> **Required actions**
• a. Print, word for word, the part of the Serenade film article starting with "Serenade is a" and going on through "in four years.".
• b. Output the lines of the listing verbatim, starting with its first line and going on through the line with "39L56 52L59 51V58L61".

> **Provided text**
····················

Serenade is a 1956 film directed by Anthony Mann and starring tenor Mario Lanza, Joan Fontaine, Sara Montiel (billed as Sarita Montiel), and Vincent Price. Based on the 1937 novel Serenade by James M. Cain, the film was a Warner Bros. release, Lanza's fifth film, and his first on-screen appearance in four years.

Plot
Serenade tells the story of poor vineyard worker Damon Vincenti (Mario Lanza), who becomes an operatic tenor, and is involved with two women — one a high society hostess, Kendall Hale (Joan Fontaine), the other a Mexican bullfighter's daughter, Juana Montes (Sara Montiel). The tenor has a breakdown because of his unrequited love for the society woman, but finds love (and a happy ending) with the Mexican girl. Highly melodramatic, the film features a great deal of operatic music, all of it sung by Lanza. Of note are the Act III Monologue from Verdi's Otello and an extract from the duet "Dio ti giocondi" from the same opera featuring Metropolitan Opera soprano Licia Albanese.

Cast
 Mario Lanza as Damon Vincenti
 Joan Fontaine as Kendall Hale
 Sara Montiel as Juana Montes (as Sarita Montiel)

····················

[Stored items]

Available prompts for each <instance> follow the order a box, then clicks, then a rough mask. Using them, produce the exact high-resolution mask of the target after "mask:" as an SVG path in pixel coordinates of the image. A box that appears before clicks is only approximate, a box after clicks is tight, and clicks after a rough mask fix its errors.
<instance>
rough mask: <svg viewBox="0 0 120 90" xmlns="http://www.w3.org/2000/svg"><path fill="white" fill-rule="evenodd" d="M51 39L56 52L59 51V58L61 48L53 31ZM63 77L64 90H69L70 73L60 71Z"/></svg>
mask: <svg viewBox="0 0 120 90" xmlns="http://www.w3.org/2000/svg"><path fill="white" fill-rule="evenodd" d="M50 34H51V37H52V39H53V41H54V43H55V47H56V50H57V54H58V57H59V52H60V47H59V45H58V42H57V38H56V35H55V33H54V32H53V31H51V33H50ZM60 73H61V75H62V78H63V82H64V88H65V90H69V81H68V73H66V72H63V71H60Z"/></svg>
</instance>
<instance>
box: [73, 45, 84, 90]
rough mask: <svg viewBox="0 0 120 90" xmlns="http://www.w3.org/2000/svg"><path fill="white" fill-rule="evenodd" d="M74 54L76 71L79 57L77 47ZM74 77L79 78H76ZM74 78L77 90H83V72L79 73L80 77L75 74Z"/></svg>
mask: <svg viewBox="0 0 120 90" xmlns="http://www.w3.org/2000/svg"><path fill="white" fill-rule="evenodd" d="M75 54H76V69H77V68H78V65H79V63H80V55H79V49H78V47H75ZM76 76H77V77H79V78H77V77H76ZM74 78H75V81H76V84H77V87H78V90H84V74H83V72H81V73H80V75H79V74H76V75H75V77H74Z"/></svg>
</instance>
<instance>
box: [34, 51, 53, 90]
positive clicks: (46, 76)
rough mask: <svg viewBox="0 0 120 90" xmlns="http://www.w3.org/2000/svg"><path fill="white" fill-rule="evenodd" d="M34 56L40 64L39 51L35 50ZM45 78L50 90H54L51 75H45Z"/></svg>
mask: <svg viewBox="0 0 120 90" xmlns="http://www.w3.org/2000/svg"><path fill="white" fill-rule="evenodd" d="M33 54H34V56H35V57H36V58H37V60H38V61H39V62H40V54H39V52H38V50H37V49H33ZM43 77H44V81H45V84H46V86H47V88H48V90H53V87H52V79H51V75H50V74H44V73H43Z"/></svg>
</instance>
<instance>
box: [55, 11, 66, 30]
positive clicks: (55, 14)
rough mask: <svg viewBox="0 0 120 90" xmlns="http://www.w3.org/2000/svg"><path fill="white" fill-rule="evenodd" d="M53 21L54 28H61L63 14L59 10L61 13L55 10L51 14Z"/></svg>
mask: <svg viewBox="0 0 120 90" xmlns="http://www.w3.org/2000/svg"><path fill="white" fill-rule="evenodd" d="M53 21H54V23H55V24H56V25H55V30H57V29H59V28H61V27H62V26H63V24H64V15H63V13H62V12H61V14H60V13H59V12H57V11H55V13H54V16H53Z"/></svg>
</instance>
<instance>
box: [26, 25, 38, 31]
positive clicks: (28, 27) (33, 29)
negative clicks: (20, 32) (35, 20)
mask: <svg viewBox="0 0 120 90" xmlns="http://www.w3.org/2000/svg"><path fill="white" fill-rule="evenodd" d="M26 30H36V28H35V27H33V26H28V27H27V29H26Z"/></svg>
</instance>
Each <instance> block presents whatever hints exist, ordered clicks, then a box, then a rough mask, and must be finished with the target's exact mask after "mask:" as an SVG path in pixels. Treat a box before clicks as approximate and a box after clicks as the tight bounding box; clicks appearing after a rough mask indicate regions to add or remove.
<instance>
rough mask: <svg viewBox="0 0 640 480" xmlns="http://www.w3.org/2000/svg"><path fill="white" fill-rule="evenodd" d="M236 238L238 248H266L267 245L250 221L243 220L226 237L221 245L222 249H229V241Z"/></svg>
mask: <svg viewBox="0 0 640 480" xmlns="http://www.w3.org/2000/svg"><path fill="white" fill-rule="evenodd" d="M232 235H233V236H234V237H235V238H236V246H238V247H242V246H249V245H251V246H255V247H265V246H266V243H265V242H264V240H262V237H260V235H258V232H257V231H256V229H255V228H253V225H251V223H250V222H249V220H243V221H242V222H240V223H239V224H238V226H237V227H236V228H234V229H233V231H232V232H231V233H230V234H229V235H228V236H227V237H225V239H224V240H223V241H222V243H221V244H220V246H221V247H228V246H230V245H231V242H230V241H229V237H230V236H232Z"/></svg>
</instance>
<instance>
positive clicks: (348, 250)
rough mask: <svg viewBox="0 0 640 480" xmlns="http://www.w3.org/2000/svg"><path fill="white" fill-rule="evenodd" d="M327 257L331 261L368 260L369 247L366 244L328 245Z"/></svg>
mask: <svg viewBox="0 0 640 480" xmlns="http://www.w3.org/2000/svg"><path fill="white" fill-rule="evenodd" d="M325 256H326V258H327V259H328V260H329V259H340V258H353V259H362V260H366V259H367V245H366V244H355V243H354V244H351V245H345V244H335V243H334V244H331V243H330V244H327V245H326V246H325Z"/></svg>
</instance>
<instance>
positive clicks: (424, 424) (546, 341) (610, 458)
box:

····················

> **Solved tasks**
• a.
Serenade is a 1956 film directed by Anthony Mann and starring tenor Mario Lanza, Joan Fontaine, Sara Montiel (billed as Sarita Montiel), and Vincent Price. Based on the 1937 novel Serenade by James M. Cain, the film was a Warner Bros. release, Lanza's fifth film, and his first on-screen appearance in four years.

• b.
Available prompts for each <instance> follow the order a box, then clicks, then a rough mask. Using them, produce the exact high-resolution mask of the target after "mask:" as an SVG path in pixel coordinates of the image. A box that appears before clicks is only approximate, a box after clicks is tight, and clicks after a rough mask fix its errors.
<instance>
rough mask: <svg viewBox="0 0 120 90" xmlns="http://www.w3.org/2000/svg"><path fill="white" fill-rule="evenodd" d="M51 39L56 52L59 51V58L61 48L53 31ZM63 77L64 90H69L70 73L60 71Z"/></svg>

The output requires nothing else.